● Given instruction: Write out again only the data starting with the line with "Identify a point on every instance of the white beard" and going on through the line with "x=587 y=375", replacing "beige shirt" with "tan shirt" and changing nothing else.

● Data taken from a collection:
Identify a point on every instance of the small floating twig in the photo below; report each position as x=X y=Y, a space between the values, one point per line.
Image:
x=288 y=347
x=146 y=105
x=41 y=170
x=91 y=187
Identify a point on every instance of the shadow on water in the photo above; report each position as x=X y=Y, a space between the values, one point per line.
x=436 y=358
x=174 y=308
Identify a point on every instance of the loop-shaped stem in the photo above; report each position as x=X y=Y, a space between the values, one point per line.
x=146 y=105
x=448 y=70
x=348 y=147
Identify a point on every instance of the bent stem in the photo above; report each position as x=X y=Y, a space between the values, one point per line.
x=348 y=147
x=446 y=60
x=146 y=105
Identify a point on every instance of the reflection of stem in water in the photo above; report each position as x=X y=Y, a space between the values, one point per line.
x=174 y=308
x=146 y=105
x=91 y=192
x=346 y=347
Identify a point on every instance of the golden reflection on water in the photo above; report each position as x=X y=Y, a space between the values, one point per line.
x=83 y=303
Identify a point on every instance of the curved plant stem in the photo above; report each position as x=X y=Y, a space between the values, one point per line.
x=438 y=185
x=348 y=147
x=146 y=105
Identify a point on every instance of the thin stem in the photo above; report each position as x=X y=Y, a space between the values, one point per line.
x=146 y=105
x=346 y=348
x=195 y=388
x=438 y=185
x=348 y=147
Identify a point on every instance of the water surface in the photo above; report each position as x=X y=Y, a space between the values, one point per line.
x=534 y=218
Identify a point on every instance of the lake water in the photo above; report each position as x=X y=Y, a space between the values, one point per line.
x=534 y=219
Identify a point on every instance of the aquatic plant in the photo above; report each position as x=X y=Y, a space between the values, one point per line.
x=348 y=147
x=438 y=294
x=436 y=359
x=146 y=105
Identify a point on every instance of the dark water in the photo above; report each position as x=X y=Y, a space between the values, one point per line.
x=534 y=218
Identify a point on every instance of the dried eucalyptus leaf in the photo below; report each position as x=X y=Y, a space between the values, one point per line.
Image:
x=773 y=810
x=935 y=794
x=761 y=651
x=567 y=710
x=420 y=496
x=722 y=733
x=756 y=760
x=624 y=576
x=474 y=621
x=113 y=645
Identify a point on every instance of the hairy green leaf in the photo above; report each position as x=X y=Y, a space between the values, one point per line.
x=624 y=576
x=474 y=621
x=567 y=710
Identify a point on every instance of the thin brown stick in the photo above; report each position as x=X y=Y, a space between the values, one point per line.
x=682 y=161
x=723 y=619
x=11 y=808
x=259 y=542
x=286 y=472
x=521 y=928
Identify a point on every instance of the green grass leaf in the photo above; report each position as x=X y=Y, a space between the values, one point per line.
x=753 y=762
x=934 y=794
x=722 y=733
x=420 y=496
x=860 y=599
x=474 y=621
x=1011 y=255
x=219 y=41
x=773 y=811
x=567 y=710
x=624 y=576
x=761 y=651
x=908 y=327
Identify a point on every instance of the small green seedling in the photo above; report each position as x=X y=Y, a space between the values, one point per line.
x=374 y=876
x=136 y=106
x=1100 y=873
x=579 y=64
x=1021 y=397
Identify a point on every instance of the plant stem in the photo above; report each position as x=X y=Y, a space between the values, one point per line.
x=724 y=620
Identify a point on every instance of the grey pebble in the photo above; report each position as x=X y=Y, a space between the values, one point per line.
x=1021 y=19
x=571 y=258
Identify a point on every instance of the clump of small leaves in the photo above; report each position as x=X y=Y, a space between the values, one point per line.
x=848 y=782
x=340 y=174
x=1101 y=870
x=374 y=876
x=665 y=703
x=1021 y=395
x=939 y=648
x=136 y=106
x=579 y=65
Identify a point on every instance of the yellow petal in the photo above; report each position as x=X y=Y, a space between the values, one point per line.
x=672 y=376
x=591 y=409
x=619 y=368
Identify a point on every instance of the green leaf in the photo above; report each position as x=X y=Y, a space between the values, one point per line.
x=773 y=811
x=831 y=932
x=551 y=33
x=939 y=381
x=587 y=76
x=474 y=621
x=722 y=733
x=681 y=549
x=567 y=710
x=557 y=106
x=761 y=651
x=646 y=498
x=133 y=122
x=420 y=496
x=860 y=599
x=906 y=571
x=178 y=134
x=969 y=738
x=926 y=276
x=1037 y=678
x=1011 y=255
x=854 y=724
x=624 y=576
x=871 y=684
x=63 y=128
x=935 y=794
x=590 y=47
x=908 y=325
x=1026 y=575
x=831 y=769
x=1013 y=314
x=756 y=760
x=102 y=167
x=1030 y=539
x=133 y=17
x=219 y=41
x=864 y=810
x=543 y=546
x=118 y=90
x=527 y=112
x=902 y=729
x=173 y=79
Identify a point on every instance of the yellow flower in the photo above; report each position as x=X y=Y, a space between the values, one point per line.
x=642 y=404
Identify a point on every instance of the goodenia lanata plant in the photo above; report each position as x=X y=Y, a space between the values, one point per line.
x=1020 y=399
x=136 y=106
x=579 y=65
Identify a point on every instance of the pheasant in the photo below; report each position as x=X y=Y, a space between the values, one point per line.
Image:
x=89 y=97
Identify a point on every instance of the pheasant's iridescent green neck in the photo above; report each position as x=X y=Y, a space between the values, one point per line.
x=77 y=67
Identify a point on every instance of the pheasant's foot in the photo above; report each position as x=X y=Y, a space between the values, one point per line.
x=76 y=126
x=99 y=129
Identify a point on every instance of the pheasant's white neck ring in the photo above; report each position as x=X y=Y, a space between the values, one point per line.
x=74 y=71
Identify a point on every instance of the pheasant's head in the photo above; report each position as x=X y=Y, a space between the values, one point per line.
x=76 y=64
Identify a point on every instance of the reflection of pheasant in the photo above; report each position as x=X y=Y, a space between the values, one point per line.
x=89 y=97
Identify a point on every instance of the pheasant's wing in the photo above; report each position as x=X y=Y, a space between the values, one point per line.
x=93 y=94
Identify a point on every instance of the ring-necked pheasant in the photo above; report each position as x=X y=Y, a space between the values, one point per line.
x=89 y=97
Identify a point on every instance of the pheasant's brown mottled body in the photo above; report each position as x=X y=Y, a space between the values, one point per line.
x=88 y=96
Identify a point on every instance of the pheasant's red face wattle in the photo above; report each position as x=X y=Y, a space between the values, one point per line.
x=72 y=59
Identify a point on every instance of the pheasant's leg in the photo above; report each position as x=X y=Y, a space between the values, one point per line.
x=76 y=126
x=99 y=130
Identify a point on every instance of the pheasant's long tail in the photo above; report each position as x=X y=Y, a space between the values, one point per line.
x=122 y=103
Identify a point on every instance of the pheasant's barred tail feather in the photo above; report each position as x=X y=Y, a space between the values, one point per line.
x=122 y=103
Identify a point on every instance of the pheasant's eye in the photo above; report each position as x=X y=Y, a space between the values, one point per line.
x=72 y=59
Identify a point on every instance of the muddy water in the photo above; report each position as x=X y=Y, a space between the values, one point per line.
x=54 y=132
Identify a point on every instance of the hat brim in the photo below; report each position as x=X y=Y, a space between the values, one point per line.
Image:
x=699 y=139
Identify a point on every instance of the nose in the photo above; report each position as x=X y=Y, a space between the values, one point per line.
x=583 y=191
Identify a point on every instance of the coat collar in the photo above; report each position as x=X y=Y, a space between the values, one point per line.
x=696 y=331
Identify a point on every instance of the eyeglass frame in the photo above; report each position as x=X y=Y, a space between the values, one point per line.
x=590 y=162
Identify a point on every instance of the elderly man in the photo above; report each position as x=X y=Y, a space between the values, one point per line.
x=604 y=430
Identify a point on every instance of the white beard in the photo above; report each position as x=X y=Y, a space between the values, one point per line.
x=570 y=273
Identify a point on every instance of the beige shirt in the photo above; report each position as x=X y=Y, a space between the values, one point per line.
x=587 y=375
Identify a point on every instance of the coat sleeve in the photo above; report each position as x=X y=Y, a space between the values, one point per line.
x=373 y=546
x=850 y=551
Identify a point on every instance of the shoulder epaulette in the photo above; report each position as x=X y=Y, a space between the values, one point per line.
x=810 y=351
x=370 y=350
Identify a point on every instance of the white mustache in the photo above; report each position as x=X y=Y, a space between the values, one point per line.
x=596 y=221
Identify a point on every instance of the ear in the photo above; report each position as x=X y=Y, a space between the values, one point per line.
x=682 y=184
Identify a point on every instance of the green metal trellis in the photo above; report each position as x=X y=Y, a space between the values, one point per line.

● Exercise response:
Identify a point on every instance of the white beard in the photo above; report each position as x=X y=Y, a space between the values, one point per line.
x=570 y=273
Identify a point on every instance of the tan shirt in the photo above; report each position as x=X y=Y, a space between the values, one point per line.
x=587 y=375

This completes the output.